* _Document excerpt_:
-----
I want every other person in a situation similar to mine to have affordable access to this life-altering information about their genes, to be able to get a second opinion if they want one and to get definitive test results so that they’re not left hanging in limbo. When the resources are available, as they could be if not for Myriad’s patents, anything less is just plain wrong. Equally importantly, women who do not have cancer yet but are deemed to be at high risk for developing breast or ovarian cancer based on results of BRCA testing (or would be so deemed if they had the opportunity to be tested) have preventative options that they may or may not choose to take in an attempt to avoid getting cancer. Lives are at stake here.
-----
* _What to produce_: Reproduce the stretch of the passage on BRCA testing from "I want every" through "at stake here.".

[Referring expression data]
-----
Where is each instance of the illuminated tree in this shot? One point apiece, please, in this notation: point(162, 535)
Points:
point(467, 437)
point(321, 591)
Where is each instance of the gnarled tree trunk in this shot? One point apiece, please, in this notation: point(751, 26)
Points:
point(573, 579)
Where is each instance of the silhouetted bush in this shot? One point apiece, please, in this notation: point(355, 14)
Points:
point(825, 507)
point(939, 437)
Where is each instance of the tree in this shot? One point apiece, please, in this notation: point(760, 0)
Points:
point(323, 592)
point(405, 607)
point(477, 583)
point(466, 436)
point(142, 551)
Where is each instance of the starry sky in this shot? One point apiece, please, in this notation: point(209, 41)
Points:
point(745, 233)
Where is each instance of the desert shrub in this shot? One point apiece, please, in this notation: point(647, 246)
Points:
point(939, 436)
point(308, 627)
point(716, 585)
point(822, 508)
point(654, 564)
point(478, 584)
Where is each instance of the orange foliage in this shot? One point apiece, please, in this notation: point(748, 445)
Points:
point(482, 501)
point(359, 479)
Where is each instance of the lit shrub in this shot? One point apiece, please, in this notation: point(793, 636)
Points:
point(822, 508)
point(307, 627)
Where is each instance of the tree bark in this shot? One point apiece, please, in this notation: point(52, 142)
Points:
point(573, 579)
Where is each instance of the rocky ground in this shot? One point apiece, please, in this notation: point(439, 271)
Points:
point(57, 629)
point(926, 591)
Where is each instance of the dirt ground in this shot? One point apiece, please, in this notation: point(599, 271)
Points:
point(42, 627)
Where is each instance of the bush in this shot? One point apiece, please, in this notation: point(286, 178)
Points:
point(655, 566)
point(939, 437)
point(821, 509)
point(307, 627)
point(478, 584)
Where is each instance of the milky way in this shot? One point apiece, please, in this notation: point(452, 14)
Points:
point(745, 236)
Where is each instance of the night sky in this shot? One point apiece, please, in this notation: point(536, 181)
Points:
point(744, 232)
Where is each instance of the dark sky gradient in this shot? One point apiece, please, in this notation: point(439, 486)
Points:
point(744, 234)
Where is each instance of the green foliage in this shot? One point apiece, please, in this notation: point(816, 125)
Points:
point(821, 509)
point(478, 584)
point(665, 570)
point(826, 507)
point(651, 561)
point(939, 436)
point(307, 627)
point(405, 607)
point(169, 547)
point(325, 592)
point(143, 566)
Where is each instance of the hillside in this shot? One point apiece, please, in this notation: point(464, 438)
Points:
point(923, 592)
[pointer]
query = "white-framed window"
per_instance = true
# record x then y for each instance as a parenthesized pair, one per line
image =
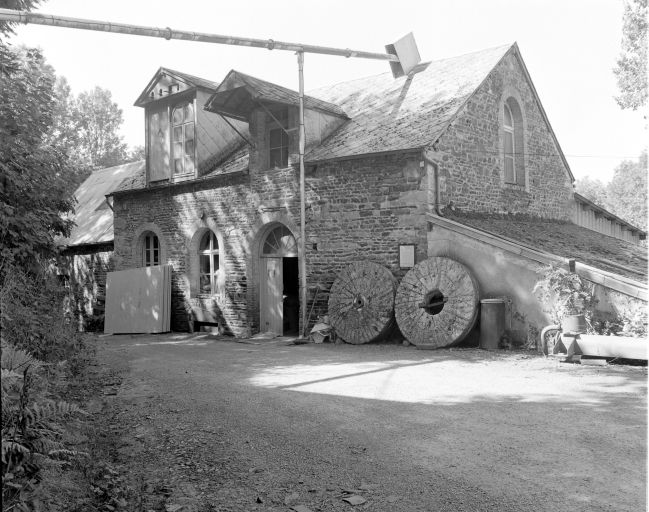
(183, 146)
(150, 250)
(513, 152)
(510, 146)
(208, 263)
(278, 141)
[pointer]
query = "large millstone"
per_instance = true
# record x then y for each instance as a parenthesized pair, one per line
(361, 302)
(437, 303)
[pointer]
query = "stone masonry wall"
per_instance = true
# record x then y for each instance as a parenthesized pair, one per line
(470, 153)
(359, 209)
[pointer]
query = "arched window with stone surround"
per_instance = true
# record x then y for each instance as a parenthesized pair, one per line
(208, 264)
(513, 141)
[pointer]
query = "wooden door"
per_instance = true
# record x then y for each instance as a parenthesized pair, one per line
(272, 291)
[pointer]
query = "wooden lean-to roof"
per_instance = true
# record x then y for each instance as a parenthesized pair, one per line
(93, 216)
(239, 94)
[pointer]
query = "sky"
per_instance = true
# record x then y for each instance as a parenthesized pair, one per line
(569, 46)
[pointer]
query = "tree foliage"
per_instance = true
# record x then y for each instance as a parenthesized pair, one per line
(625, 195)
(592, 189)
(627, 191)
(98, 119)
(33, 188)
(631, 69)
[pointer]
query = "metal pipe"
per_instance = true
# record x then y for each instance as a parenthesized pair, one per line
(302, 143)
(611, 346)
(168, 33)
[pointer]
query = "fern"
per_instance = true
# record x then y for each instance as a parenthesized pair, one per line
(12, 448)
(15, 359)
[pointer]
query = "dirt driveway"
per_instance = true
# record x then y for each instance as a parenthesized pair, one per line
(213, 424)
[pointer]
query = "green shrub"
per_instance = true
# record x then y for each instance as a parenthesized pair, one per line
(33, 427)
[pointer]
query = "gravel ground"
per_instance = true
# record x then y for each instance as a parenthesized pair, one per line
(207, 423)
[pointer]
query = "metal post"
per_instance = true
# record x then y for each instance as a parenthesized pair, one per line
(302, 248)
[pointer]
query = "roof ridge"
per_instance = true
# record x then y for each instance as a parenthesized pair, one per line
(365, 77)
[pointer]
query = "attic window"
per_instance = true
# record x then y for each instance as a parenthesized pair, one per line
(514, 163)
(183, 147)
(279, 141)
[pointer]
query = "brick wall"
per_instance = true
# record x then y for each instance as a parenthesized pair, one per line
(470, 153)
(356, 209)
(359, 209)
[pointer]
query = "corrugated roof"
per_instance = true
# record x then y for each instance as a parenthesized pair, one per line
(600, 209)
(410, 112)
(236, 161)
(265, 91)
(93, 217)
(564, 239)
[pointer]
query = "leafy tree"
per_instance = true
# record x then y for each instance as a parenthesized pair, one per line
(32, 183)
(627, 191)
(592, 189)
(631, 69)
(98, 120)
(136, 154)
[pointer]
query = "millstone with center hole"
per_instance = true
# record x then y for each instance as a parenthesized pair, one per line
(361, 302)
(437, 303)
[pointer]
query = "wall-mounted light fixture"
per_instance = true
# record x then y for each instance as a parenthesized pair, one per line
(406, 255)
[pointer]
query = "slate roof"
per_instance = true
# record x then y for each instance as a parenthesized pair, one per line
(389, 114)
(564, 239)
(229, 95)
(93, 217)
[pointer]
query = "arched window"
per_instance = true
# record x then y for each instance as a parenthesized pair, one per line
(513, 155)
(183, 139)
(208, 255)
(150, 249)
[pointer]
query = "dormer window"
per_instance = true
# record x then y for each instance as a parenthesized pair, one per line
(278, 140)
(183, 147)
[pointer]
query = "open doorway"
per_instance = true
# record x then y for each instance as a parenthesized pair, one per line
(291, 297)
(279, 283)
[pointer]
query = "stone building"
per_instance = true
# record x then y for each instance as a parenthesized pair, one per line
(419, 161)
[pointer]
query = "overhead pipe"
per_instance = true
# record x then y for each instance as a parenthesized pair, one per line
(169, 33)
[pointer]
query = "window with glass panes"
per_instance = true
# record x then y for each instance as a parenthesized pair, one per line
(208, 262)
(183, 139)
(151, 250)
(510, 145)
(279, 141)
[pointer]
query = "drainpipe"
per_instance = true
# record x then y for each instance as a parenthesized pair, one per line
(302, 248)
(438, 194)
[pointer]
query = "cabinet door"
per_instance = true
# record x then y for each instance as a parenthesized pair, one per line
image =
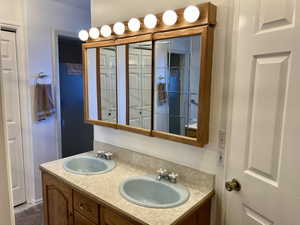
(57, 202)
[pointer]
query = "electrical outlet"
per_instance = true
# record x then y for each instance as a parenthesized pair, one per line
(222, 138)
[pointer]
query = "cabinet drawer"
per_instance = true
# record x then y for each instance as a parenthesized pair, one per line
(112, 218)
(86, 207)
(80, 220)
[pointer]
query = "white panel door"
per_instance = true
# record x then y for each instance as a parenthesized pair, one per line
(10, 91)
(265, 133)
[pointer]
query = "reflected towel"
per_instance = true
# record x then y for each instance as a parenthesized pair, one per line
(44, 101)
(162, 95)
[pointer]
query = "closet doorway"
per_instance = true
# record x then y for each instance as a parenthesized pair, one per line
(12, 113)
(76, 136)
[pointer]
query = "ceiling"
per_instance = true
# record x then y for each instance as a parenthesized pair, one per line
(83, 4)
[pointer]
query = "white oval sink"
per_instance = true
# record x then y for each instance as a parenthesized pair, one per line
(149, 192)
(88, 165)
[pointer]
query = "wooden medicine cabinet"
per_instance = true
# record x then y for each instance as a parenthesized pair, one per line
(155, 82)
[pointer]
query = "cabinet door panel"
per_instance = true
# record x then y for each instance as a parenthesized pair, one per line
(86, 207)
(112, 218)
(57, 202)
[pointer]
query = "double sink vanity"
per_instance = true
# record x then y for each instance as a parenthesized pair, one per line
(154, 81)
(124, 188)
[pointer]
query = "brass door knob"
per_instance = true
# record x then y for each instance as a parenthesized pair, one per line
(233, 185)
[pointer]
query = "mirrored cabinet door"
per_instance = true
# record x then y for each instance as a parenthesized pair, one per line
(139, 76)
(107, 84)
(176, 89)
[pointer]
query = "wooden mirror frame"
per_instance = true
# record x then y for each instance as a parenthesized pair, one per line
(204, 27)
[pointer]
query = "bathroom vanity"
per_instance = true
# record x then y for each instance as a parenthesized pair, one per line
(76, 199)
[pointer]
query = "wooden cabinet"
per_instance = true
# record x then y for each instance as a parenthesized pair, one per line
(86, 207)
(65, 206)
(112, 218)
(81, 220)
(58, 209)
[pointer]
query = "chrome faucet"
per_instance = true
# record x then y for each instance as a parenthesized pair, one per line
(166, 175)
(104, 155)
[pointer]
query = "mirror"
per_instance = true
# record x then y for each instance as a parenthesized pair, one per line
(102, 77)
(176, 88)
(92, 84)
(108, 84)
(139, 83)
(152, 84)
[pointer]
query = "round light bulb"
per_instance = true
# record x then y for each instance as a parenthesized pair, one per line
(169, 17)
(191, 13)
(105, 31)
(119, 28)
(94, 32)
(83, 35)
(134, 25)
(150, 21)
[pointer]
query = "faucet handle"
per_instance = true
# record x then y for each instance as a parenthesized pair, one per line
(162, 172)
(99, 153)
(173, 177)
(108, 155)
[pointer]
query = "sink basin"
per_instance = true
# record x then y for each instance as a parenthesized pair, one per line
(149, 192)
(88, 165)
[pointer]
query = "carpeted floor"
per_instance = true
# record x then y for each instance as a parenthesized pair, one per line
(32, 215)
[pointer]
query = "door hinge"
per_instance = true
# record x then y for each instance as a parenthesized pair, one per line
(222, 138)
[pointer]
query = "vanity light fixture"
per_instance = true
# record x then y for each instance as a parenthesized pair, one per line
(150, 21)
(119, 28)
(191, 13)
(170, 17)
(134, 25)
(94, 32)
(105, 31)
(83, 35)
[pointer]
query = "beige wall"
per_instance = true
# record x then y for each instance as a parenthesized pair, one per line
(207, 158)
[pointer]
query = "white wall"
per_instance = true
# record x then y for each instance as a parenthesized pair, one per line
(206, 159)
(43, 18)
(11, 11)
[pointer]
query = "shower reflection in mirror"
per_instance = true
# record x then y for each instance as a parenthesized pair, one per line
(177, 75)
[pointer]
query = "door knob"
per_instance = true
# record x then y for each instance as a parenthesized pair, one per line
(233, 185)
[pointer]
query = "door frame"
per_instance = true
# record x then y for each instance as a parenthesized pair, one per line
(56, 82)
(230, 70)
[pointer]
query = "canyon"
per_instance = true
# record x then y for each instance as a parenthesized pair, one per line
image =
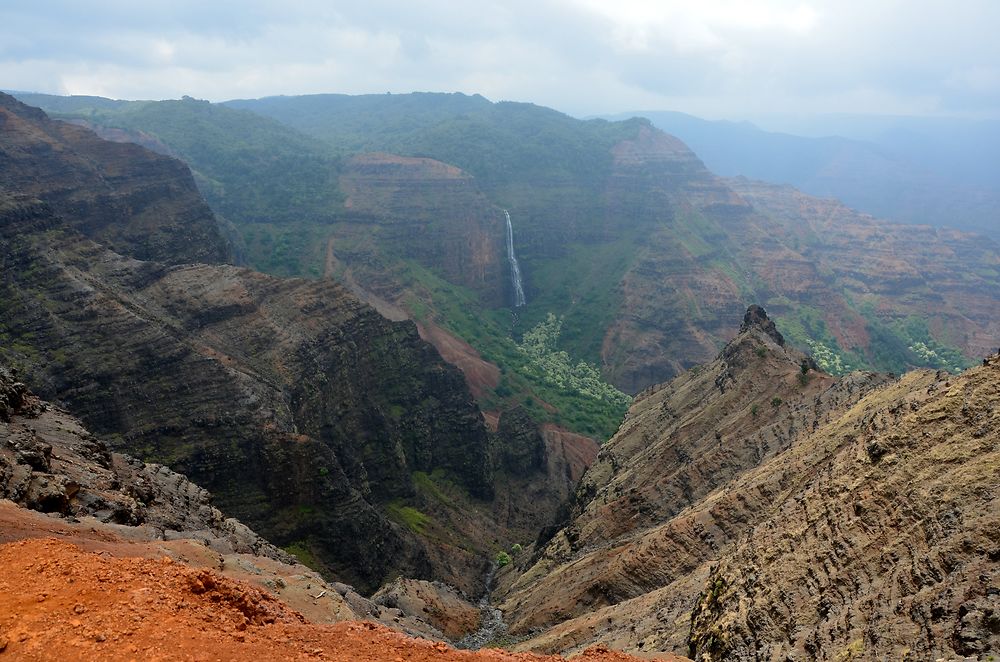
(396, 420)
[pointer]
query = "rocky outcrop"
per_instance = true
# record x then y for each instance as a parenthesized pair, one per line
(754, 508)
(302, 409)
(136, 202)
(438, 604)
(522, 449)
(422, 209)
(299, 407)
(49, 462)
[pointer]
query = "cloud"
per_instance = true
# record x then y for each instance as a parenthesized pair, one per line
(719, 58)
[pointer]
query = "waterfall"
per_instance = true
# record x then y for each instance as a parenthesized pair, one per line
(515, 268)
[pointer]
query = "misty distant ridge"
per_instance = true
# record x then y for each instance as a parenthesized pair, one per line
(942, 172)
(937, 171)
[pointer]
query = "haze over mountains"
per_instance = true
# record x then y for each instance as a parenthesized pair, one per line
(317, 322)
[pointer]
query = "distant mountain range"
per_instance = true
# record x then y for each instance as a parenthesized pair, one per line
(942, 172)
(642, 255)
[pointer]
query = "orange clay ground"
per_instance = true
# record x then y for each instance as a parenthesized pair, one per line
(58, 602)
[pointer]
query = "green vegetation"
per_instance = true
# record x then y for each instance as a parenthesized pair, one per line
(408, 516)
(893, 347)
(251, 169)
(554, 367)
(535, 374)
(300, 550)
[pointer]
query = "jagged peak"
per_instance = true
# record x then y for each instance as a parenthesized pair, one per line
(757, 317)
-----
* _Task response_:
I want every other person in a situation similar to mine to have affordable access to this life-altering information about their genes, to be able to get a second opinion if they want one and to get definitive test results so that they’re not left hanging in limbo. When the resources are available, as they could be if not for Myriad’s patents, anything less is just plain wrong. Equally importantly, women who do not have cancer yet but are deemed to be at high risk for developing breast or ovarian cancer based on results of BRCA testing (or would be so deemed if they had the opportunity to be tested) have preventative options that they may or may not choose to take in an attempt to avoid getting cancer. Lives are at stake here.